Consigne — Recopiez le passage du texte sur les jeux vidéo qui commence par « Désormais, même si » et se poursuit jusqu'à « voire même d’excitant. », en changeant « le réalisateur » en « le cinéaste ».

Texte —
L’art et les crises
Les jeux vidéo ont modifié ma perception de la Crise. Bilan d’une
expérience de jeu de plus de dix ans.
Par Sébastien Jardin
Des millions d’exemplaires vendus, un public plus largement
touché que celui des blockbusters du cinéma américain et dont la
tranche d’âge va de dix à quarante ans, des scénaristes dignes des
plus grands auteurs, une technologie repoussant sans cesse
l’expérience de jeu, des stratégies de communication de plus en
plus élaborées…
Il est évident que les jeux vidéo d’aujourd’hui sont bien loin
de leur ancêtre « Pong ». L’heure est à la complexité, au
challenge, à l’esthétisme, au défi solitaire ou en équipe mais
surtout au réalisme. Plonger dans la peau d’un agent secret,
incarner un soldat d’élite lancée dans une mission a priori perdue
d’avance, infiltrer et démanteler des groupes terroristes, revivre
les grandes batailles de notre temps ; voilà autant de challenges
passionnants que nous permettent de relever les grands éditeurs du
marché que sont Ubisoft, Windows Games, Eidos Interactive ou
encore Electronic Arts.
L’objectif de cet article est de montrer en quoi l’expérience
de jeu des « gamers », ces joueurs occasionnels ou accros qui
parcourent les mondes virtuels et les missions proposées, est un
nouveau prisme de perception de la Crise ; un espace où la
frontière entre virtuel et réel est faite de pointillés plus ou
moins espacés. Nous allons soumettre un retour d’expérience et une
analyse factuelle basée sur des années de pratique personnelle
d’un type de jeu spécifique et très répandu qu’est celui des FPS
(First Player Shooter) ; ces jeux où vous prenez part en solo ou
en équipe(s) à de périlleuses missions souvent inspirées de faits
réels.
Ce mélange entre violence et actualité existe depuis des
siècles. Il suffit de parcourir les galeries de peintures du
Louvre, d’observer les tableaux présents dans nos Eglises ou
encore de lire certaines pièces de théâtre pour en trouver la
preuve. Le cinéma a lui aussi joué son rôle : de Top Gun à Rambo
en passant par SWAT, violence et actualité se mêlent toujours
davantage. Cependant, un grand pas a été franchi avec les jeux
vidéo. Nous sommes passés du stade de spectateur à celui d’acteur.
Désormais, même si le scénario du jeu suit un ordre conçu à
l’avance, le joueur est maître de ses mouvements, de ses actions
et de ses choix. Quand je décide d’abattre l’ennemi lambda en
premier, c’est moi qui ai fait ce choix et non pas le peintre,
l’auteur ou le réalisateur. Etre acteur de son destin et prendre
part à de grandes batailles sans risque réel, voilà quelque chose
de grisant voire même d’excitant.
Prenons, pour commencer, quelques exemples afin de démontrer en
quoi les FPS puisent leurs thèmes dans l’actualité et comment ils
s’en inspirent pour plonger le joueur dans un univers où la
frontière entre réalité et fiction est ténue :
• Call Of Duty 4 – Modern Warfare : « Jeu de tir en vue
subjective qui se déroule dans un contexte contemporain et qui
permet de suivre deux conflits fictifs en parallèle. Le premier
place le joueur dans la peau d'un marine américain coincé dans une
guérilla urbaine au Moyen-Orient, tandis que dans l'autre lui fait
incarner un agent d'élite britannique embarqué dans des missions
discrètes en Russie et Europe de l'Est.» (www.jeuxvideos.com)

Extrait du jeu de données —
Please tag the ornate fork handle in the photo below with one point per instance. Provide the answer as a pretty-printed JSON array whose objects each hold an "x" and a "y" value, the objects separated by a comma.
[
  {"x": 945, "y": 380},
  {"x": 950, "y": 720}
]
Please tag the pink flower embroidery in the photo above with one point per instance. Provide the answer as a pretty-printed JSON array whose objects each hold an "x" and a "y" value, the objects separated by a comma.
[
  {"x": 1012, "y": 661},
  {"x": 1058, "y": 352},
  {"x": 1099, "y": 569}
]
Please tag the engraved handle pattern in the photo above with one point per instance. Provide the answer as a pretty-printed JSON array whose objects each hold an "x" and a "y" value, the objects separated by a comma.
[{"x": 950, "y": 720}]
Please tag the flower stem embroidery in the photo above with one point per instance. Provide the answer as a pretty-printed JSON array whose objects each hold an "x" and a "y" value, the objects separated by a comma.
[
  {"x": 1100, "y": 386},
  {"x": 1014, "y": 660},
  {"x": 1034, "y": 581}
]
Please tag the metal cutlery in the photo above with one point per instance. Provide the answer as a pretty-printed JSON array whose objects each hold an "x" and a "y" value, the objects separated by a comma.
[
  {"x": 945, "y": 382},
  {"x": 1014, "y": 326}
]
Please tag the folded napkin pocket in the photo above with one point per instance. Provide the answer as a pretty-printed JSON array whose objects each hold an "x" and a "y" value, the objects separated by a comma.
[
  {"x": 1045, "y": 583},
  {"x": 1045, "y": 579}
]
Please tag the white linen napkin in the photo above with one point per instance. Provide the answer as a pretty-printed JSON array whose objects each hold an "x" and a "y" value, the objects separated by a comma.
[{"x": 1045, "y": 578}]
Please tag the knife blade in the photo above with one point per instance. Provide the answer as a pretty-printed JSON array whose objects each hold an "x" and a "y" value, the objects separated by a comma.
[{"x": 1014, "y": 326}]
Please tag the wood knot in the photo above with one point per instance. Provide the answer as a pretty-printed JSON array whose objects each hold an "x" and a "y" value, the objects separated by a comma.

Réponse attendue —
Désormais, même si le scénario du jeu suit un ordre conçu à
l’avance, le joueur est maître de ses mouvements, de ses actions
et de ses choix. Quand je décide d’abattre l’ennemi lambda en
premier, c’est moi qui ai fait ce choix et non pas le peintre,
l’auteur ou le cinéaste. Etre acteur de son destin et prendre
part à de grandes batailles sans risque réel, voilà quelque chose
de grisant voire même d’excitant.